◆ Exercise description: Copy each line from the records below in which the word "trace" is found.
[Exercise materials Boundary: Start]
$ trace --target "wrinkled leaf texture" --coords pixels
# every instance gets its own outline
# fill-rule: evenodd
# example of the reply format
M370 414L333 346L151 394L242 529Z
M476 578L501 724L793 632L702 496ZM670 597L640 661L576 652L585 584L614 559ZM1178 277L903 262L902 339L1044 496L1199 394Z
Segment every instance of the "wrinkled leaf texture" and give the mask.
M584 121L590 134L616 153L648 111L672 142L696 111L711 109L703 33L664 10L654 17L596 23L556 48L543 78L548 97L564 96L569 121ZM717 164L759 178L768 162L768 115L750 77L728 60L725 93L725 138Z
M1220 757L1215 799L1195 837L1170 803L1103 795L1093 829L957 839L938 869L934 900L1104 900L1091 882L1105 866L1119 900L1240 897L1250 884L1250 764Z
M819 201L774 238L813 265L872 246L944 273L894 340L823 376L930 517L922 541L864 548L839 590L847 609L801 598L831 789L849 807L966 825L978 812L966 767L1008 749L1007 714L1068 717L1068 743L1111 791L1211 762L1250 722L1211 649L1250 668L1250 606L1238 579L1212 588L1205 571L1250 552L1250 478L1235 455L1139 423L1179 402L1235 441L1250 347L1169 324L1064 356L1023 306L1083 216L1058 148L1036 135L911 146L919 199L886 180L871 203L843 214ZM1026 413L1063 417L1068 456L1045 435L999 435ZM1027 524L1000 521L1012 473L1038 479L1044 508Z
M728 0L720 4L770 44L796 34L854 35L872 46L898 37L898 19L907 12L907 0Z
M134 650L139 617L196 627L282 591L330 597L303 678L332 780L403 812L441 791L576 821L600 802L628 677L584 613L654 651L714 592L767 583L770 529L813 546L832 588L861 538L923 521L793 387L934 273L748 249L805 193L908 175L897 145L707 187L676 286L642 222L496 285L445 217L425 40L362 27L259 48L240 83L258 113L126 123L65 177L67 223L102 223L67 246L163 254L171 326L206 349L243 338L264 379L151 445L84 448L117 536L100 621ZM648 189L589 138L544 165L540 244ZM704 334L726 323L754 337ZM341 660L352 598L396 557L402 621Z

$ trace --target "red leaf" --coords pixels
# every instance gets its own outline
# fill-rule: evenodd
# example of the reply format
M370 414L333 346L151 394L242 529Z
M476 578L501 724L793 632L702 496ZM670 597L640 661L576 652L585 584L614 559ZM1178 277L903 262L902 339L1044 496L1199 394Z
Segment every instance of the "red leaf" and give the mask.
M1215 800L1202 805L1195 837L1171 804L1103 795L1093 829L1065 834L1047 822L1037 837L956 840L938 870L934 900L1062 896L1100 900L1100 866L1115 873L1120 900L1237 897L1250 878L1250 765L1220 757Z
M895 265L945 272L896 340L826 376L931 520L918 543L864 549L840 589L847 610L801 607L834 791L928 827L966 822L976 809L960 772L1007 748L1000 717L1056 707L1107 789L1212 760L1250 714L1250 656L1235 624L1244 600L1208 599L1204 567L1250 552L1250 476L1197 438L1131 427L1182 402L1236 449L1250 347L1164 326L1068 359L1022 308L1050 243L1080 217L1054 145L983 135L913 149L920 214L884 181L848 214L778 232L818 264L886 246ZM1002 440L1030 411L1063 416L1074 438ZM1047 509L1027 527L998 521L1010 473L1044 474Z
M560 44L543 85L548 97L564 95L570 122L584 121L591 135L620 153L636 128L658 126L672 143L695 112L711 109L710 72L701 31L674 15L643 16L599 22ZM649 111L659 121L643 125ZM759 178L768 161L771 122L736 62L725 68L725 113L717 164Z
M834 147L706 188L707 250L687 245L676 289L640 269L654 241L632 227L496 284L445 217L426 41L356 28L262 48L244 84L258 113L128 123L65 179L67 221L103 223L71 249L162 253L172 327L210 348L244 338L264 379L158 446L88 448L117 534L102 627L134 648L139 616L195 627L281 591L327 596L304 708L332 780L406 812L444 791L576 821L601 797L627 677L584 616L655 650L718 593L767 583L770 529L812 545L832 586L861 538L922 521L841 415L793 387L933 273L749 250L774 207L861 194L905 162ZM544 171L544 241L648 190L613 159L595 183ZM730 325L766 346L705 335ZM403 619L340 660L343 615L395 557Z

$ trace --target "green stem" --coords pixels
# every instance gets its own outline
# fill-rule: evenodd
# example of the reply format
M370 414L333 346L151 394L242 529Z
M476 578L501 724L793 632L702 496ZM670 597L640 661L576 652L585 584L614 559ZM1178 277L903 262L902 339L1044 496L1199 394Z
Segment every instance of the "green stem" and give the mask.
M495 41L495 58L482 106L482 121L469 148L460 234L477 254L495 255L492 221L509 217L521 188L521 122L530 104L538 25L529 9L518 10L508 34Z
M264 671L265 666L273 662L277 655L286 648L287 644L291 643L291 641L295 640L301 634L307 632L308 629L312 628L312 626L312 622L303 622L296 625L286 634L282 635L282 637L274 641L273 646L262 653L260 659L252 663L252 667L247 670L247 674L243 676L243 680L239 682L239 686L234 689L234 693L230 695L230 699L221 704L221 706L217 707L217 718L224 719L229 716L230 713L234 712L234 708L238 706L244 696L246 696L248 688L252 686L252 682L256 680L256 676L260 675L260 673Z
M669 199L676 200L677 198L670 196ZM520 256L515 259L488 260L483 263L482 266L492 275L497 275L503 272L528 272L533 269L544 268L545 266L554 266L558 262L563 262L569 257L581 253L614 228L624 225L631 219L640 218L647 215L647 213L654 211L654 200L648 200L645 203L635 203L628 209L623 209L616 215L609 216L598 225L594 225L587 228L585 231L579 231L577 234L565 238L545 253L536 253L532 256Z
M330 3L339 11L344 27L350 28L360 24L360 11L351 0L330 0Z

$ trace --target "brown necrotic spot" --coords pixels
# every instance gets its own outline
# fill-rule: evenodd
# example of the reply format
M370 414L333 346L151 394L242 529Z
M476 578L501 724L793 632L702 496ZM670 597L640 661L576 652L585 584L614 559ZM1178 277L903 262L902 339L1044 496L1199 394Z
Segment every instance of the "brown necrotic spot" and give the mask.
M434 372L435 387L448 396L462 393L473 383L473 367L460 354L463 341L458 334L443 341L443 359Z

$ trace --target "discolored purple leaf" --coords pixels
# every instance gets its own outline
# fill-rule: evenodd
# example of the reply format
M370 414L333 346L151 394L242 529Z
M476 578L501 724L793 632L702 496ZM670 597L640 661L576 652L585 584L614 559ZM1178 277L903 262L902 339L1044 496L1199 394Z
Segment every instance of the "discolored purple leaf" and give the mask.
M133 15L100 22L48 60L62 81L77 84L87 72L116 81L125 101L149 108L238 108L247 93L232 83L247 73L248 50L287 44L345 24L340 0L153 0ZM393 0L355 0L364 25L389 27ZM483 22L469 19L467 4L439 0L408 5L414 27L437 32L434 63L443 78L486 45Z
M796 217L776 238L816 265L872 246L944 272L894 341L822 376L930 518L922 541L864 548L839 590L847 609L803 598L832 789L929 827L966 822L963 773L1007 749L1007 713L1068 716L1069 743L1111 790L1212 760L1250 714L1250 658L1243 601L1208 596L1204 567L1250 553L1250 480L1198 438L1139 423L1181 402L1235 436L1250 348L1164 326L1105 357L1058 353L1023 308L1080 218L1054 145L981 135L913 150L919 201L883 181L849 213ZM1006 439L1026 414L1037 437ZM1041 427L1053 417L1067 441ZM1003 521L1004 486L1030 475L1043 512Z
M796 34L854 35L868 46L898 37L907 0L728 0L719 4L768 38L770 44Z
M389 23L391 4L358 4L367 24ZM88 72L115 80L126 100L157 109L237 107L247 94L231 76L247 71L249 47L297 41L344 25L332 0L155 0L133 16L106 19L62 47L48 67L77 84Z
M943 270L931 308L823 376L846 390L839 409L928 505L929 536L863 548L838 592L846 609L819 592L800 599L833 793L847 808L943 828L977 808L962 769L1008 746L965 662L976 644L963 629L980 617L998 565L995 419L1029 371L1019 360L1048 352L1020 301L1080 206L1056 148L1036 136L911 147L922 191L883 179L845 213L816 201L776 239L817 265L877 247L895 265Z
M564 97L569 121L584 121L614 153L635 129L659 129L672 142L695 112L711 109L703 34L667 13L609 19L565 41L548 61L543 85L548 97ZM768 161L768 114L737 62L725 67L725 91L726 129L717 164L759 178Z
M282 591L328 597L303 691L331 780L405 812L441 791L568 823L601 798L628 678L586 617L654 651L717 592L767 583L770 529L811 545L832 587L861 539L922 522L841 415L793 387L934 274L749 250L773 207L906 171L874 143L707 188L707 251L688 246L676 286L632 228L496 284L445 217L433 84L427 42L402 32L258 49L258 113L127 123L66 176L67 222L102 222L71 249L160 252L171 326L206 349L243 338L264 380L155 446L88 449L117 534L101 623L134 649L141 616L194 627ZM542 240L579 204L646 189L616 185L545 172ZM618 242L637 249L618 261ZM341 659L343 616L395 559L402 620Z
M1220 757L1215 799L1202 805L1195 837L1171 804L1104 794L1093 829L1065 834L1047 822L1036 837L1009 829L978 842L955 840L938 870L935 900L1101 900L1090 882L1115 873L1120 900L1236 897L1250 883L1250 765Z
[Exercise materials Boundary: End]
◆ Task output:
$ trace --target "wrinkled leaf texture" --coords pixels
$ trace --target "red leaf" --coords pixels
$ trace --target "green stem" --coords pixels
$ trace --target "brown necrotic spot" --coords pixels
$ trace --target "discolored purple leaf" --coords pixels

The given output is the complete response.